## Given passage
══════

South Carolina’s 2019 Energy Freedom Act breathed a new hope for distributed solar in a state that recently maxed-out its net metering cap. And the stars appeared to be the limit for utility-scale, now emboldened by a legislative preference for more capacity.
In this saga, however, the state’s utility commission strikes back. In rulings that followed passage of the law, the South Carolina Public Service Commission (PSC) gutted the rates Duke Energy and Dominion Energy must pay for power from solar plants. The decision would have quashed a rising solar rebellion in the state, but the return of the solar trade was even stronger.
In response to a well-organized strike from developers, lawmakers and nonprofit groups, the PSC reversed itself in both utilities’ dockets – within a month following its decisions – offering rates and other terms that permit large-scale solar to survive in South Carolina.
A PURPA primer
The Energy Freedom Act mandated that the PSC open dockets to establish the price the state’s investor-owned utilities must pay for renewable energy under the Public Utility Regulatory Policies Act (PURPA). The PSC’s rulings are best understood with a refresh of PURPA’s implementation in the state’s regulatory scheme.
South Carolina utilities enjoy a regulated monopoly. In this environment, utility-scale solar relies almost exclusively on PURPA’s “must-take” provision. Utilities must purchase power from qualifying solar plants and must pay a rate equal to the utility’s cost in generating the same power (or purchasing it the market). PURPA refers to this rate as “avoided cost” because it reflects expenses the utility avoids when purchasing power from a solar plant it did not build and does not maintain.
To capture these avoided costs, the rate sums the utility’s capital expenditures in plants and other facilities (called capacity costs) with fuel prices and some operating and maintenance expenses (called energy costs). In this way, PURPA ensures the public is indifferent because consumers pay the same for electricity whether the utility generates it with traditional fuel or buys it from a solar developer. PURPA does not, however, acknowledge the false equivalency of comparing the costs of clean power to the costs of power from carbon-emitting sources.

══════

## Entries supplied
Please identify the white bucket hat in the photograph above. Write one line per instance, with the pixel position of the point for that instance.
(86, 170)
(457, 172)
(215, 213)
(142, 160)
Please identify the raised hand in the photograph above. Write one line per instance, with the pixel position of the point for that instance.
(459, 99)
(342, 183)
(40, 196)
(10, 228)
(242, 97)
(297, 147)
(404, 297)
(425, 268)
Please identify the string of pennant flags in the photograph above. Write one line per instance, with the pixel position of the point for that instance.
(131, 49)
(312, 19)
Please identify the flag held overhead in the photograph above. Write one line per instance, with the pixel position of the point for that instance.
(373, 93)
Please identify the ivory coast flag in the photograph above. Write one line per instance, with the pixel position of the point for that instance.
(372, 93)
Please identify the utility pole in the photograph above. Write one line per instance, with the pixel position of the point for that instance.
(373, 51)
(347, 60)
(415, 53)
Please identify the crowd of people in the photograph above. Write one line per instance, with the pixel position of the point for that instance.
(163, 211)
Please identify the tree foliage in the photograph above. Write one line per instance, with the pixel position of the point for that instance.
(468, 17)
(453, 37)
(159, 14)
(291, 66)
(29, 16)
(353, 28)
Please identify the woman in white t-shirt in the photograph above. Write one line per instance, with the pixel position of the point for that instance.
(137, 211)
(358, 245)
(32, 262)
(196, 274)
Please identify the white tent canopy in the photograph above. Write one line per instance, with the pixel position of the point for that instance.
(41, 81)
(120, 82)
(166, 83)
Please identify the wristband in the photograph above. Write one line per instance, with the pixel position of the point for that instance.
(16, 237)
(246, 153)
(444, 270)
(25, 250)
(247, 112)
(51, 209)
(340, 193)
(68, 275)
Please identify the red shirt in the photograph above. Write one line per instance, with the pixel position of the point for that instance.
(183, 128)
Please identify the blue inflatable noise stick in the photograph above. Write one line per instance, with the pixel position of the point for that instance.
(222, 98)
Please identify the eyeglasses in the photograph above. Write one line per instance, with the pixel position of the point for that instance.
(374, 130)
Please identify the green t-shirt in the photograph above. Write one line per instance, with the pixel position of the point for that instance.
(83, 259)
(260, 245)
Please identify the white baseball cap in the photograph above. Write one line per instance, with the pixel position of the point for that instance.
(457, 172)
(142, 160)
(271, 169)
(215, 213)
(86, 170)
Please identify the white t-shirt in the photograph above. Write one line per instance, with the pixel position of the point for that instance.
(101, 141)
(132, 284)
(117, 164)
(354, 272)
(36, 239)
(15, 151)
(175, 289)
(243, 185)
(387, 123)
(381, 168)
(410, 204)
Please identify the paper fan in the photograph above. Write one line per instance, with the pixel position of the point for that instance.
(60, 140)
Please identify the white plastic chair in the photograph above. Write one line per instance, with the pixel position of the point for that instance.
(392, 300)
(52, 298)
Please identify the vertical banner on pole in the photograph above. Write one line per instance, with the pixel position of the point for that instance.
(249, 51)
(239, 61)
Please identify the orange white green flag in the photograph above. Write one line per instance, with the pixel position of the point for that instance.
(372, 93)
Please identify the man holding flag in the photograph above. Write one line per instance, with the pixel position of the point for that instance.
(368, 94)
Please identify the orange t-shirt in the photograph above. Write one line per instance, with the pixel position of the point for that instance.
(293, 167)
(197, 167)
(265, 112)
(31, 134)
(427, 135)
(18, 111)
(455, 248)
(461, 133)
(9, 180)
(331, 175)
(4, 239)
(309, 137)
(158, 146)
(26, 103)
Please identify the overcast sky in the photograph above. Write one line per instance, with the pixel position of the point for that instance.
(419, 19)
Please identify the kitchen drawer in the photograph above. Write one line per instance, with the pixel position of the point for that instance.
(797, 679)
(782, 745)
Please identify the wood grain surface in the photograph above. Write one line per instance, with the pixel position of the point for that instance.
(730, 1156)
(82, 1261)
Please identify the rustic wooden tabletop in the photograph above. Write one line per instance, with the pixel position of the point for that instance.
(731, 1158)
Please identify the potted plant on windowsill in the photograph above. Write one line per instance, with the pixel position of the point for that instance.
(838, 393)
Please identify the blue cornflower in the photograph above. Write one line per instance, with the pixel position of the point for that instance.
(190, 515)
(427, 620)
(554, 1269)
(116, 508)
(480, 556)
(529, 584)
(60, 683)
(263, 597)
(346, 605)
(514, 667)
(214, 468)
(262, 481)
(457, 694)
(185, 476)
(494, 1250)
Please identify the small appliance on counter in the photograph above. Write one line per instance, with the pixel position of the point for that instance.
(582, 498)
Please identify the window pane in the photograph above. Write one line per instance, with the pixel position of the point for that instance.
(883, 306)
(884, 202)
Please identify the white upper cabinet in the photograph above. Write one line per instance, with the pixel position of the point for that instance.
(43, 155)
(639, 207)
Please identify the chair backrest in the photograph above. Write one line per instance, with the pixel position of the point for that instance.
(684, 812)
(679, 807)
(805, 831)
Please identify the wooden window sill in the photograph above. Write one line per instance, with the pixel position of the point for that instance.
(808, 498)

══════

## Set tasks
1. Please rewrite the South Carolina solar article between "A PURPA primer" and "does not maintain.", inclusive, with "regulated monopoly" changed to "state-sanctioned monopoly".
2. Extend the South Carolina solar article, picking up right after its final sentence.

## Task-by-task outputs
1.
A PURPA primer
The Energy Freedom Act mandated that the PSC open dockets to establish the price the state’s investor-owned utilities must pay for renewable energy under the Public Utility Regulatory Policies Act (PURPA). The PSC’s rulings are best understood with a refresh of PURPA’s implementation in the state’s regulatory scheme.
South Carolina utilities enjoy a state-sanctioned monopoly. In this environment, utility-scale solar relies almost exclusively on PURPA’s “must-take” provision. Utilities must purchase power from qualifying solar plants and must pay a rate equal to the utility’s cost in generating the same power (or purchasing it the market). PURPA refers to this rate as “avoided cost” because it reflects expenses the utility avoids when purchasing power from a solar plant it did not build and does not maintain.

2.
The act removed the PSC’s determination of avoided costs from the utilities’ annual fuel proceeding and placed it in an independent docket, to occur immediately, and every two years thereafter.
Avoided capacity costs
The dockets required the PSC to address the threshold question of whether solar – a highly variable, diurnal source of power – offers any capacity value to South Carolina utilities. In other words, does large-scale solar eliminate Dominion’s and Duke’s need to build new power plants?
Dominion argued large-scale solar does not offset its capital expenditures and therefore has no capacity value, because South Carolina’s peak demand occurs during winter mornings, when the sun is down and solar cannot help shave the utility’s load.
Dominion further argued that the ratepayer would not be indifferent under PURPA unless the avoided cost rate was reduced by a “solar integration charge” accounting for the expenses Dominion incurs while leveling-out the variable output from solar generation.
To this point, Dominion testified it needed an additional 35% in operating capacity to cover variable generation from solar plants.
The PSC disagreed that winter peaking was the exclusive arbiter of capacity value in South Carolina and held that large-scale solar does help Dominion meet its demand load – to the tune of 4% of the nameplate capacity of a solar plant. The PSC’s December 2019 order questioned Dominion’s methodology for determining capacity reserves; set an interim solar integration charge of $2.29/MWh (representing the cost of an additional 18% in capacity); and required that Dominion participate in an integration study to prove its calculations.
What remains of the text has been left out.